▶ Exercise requirements: Rewrite every line from the one containing "Would you mind indicating the microphone" through the end of the items, both ends included and the requests kept unchanged, multiplying each point coordinate in the answers by 1.55 and rounding to the nearest whole number with halves rounded up. Leave all other numbers as they stand, and return only these lines.

▶ Material provided:
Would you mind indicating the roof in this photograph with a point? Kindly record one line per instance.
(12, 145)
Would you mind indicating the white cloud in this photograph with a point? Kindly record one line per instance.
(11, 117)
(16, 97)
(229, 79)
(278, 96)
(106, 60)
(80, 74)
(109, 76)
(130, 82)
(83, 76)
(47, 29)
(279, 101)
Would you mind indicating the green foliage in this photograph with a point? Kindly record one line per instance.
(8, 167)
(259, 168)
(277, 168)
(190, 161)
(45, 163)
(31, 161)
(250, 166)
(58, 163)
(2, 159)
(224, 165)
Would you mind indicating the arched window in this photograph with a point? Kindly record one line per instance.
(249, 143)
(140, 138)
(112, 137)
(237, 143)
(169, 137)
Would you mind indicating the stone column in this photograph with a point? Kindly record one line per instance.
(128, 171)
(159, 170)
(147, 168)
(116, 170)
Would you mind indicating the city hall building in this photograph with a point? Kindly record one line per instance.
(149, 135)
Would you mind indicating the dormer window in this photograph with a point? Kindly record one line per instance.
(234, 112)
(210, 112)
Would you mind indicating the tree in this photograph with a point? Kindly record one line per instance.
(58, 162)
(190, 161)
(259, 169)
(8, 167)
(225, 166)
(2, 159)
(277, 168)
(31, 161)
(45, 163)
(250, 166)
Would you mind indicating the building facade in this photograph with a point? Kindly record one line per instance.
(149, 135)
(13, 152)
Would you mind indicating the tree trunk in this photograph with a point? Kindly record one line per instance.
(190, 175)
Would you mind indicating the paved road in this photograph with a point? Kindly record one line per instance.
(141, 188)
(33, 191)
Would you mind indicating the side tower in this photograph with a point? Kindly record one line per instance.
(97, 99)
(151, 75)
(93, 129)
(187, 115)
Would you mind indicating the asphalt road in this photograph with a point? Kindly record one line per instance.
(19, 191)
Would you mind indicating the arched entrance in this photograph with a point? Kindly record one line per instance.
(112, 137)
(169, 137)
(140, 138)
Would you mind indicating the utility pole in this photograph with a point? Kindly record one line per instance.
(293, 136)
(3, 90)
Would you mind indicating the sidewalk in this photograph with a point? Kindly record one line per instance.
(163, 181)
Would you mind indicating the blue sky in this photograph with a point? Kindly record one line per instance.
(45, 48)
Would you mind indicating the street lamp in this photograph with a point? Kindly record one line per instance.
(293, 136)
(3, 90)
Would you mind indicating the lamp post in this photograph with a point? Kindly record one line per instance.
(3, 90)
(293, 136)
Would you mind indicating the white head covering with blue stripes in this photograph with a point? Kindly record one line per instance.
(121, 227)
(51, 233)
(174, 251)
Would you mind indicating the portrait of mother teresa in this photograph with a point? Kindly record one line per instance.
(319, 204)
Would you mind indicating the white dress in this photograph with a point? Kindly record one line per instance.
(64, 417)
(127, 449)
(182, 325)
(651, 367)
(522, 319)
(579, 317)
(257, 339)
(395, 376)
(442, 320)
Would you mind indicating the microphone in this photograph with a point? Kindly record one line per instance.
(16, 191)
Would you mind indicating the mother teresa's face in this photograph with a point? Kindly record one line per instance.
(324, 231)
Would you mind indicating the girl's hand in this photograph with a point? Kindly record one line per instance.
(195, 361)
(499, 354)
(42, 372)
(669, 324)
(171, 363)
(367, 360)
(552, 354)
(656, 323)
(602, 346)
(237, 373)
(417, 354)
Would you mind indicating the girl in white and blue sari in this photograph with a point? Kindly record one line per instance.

▶ Output for this task:
Would you mind indicating the microphone in this photograph with a point? Kindly record one line per instance.
(25, 296)
Would you mind indicating the mother teresa's face in this photograph with a point? Kindly record one line per instance.
(502, 358)
Would you mind indicating the girl's hand in this photograph with a point? Kindly record one line per instance.
(302, 560)
(773, 549)
(65, 577)
(1037, 502)
(265, 563)
(569, 558)
(856, 549)
(1017, 501)
(933, 536)
(367, 578)
(646, 549)
Would you mind indicating the girl in white and blue sari in this photograph with a point? Kindly record one line per instance.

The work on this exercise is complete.